#### [What is needed]
Find each line in the data below that contains the string "driver" and copy those lines out in full. Letter case must match.

#### [Data excerpts]
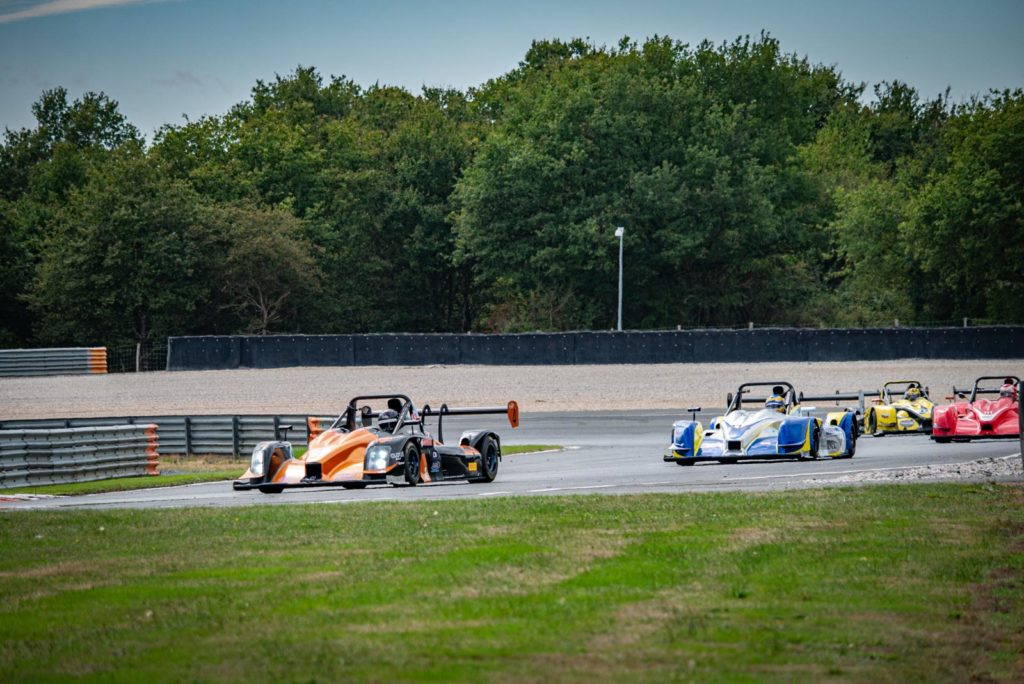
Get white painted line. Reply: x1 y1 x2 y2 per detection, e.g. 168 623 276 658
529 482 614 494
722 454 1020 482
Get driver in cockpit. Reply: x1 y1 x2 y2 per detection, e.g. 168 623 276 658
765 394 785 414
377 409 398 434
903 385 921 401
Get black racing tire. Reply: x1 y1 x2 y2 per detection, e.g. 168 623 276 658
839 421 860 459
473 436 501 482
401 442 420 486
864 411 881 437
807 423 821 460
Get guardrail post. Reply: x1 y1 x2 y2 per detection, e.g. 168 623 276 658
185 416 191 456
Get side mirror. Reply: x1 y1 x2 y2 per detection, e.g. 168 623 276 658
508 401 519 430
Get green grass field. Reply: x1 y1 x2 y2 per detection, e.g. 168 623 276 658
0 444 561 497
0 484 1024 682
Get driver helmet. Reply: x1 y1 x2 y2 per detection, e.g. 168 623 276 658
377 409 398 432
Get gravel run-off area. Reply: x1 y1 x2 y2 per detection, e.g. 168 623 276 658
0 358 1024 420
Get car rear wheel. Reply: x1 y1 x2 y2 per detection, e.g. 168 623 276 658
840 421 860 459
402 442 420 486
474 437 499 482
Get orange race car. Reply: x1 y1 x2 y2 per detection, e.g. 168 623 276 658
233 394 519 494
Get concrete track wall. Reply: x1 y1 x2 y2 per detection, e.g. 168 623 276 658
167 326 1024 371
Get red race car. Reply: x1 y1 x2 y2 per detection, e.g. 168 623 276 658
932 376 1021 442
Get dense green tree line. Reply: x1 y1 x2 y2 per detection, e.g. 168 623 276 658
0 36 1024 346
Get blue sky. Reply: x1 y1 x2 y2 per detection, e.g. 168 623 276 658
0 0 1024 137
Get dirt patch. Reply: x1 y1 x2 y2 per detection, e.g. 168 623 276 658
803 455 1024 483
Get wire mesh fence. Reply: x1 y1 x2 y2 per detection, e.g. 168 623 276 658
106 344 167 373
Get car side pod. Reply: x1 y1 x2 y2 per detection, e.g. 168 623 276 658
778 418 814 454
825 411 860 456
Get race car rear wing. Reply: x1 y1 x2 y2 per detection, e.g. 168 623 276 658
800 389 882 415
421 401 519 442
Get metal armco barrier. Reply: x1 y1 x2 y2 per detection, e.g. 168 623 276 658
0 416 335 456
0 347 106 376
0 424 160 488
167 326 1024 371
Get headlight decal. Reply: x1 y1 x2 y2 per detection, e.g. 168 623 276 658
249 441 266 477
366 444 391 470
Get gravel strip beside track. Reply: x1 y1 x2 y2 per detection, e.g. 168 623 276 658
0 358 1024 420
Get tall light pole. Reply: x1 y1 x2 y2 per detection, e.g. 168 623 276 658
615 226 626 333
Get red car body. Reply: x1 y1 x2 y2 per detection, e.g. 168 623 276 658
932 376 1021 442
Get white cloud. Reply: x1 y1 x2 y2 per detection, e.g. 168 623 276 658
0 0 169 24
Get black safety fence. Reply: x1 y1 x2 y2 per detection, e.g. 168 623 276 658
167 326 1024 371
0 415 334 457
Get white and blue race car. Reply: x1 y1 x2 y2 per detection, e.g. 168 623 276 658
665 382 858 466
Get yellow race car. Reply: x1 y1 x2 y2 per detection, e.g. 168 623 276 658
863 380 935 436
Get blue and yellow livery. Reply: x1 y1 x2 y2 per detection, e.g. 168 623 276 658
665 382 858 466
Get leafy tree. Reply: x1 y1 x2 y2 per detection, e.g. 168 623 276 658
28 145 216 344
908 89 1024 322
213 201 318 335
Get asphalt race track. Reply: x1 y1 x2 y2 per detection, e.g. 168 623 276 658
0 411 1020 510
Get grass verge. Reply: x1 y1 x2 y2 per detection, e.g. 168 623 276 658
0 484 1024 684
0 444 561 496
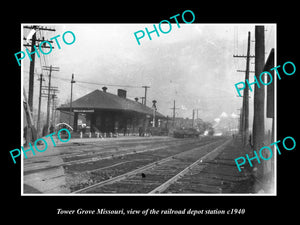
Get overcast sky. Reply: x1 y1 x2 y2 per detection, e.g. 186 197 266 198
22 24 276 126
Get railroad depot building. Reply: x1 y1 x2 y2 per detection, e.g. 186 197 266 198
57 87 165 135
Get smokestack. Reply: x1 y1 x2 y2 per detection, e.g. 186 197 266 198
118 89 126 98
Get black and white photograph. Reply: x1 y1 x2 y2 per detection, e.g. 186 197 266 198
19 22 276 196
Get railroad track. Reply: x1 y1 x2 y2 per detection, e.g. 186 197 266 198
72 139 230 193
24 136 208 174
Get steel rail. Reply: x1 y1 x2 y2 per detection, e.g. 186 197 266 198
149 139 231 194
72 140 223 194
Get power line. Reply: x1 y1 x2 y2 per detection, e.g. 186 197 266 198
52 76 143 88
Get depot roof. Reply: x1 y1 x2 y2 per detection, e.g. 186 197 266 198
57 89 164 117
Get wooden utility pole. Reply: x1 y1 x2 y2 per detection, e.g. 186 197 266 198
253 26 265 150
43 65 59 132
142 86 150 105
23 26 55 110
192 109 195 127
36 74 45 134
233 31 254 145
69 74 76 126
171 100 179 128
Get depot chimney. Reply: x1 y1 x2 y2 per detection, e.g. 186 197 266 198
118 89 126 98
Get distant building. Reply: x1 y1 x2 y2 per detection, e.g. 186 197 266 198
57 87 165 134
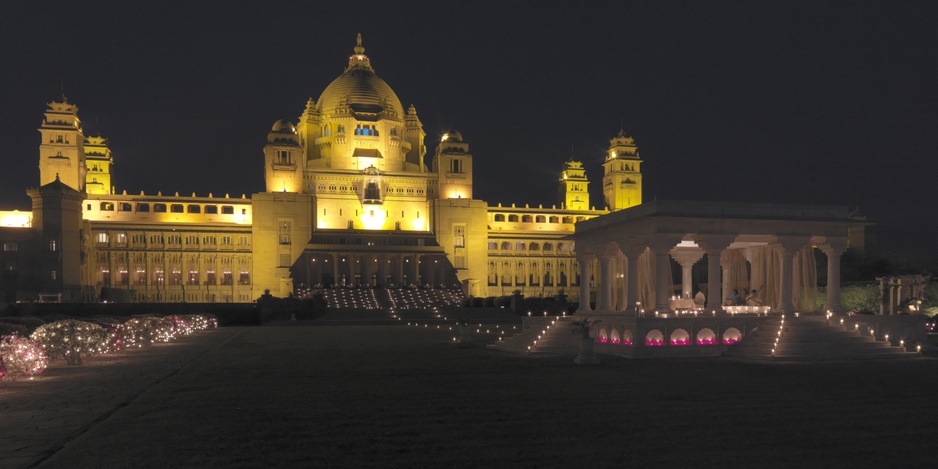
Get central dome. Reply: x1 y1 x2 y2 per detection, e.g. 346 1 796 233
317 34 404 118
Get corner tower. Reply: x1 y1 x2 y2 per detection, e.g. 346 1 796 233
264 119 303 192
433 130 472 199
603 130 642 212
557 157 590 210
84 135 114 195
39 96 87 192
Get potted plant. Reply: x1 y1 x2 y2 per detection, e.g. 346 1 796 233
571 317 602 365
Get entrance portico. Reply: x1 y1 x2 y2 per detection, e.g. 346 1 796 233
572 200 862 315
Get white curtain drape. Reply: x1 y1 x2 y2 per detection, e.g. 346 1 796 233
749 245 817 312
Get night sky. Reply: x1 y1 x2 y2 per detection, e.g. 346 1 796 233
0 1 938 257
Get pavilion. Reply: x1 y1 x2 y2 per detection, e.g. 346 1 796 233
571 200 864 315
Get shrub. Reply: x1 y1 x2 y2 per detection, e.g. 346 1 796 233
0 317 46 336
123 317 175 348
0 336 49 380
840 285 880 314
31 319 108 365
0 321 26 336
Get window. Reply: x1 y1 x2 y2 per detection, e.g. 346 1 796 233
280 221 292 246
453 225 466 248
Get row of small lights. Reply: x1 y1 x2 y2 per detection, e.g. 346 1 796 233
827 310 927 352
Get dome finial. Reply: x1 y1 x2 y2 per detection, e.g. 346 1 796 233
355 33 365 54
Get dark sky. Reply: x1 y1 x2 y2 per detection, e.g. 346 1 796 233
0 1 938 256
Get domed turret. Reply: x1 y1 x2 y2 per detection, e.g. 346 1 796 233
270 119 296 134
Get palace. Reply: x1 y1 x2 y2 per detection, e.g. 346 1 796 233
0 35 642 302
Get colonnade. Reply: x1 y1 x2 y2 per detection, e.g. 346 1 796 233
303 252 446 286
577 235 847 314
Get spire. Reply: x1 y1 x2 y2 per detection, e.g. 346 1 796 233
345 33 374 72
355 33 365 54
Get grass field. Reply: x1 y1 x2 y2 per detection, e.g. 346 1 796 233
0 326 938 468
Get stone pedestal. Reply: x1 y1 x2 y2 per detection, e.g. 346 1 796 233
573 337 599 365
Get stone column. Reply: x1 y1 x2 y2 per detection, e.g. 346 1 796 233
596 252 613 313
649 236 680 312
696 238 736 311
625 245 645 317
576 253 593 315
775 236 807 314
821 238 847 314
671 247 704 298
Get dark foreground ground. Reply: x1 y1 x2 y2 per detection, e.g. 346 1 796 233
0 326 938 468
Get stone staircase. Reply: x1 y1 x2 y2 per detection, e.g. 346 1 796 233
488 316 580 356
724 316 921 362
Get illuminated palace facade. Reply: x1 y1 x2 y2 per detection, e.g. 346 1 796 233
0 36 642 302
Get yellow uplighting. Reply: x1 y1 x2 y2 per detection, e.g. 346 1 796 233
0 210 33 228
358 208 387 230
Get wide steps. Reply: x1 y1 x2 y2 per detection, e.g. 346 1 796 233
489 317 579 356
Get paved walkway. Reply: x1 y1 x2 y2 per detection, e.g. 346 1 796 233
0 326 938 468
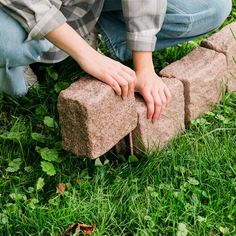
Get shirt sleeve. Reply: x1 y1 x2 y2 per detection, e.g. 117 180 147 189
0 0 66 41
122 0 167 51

#### [Exercise output]
Get driver in cockpit. Reply: x1 y1 x2 y2 per detection, e.g. 168 623 276 658
Get driver helmet. Reply: x1 y1 x2 y2 per detection, e.g. 168 623 276 658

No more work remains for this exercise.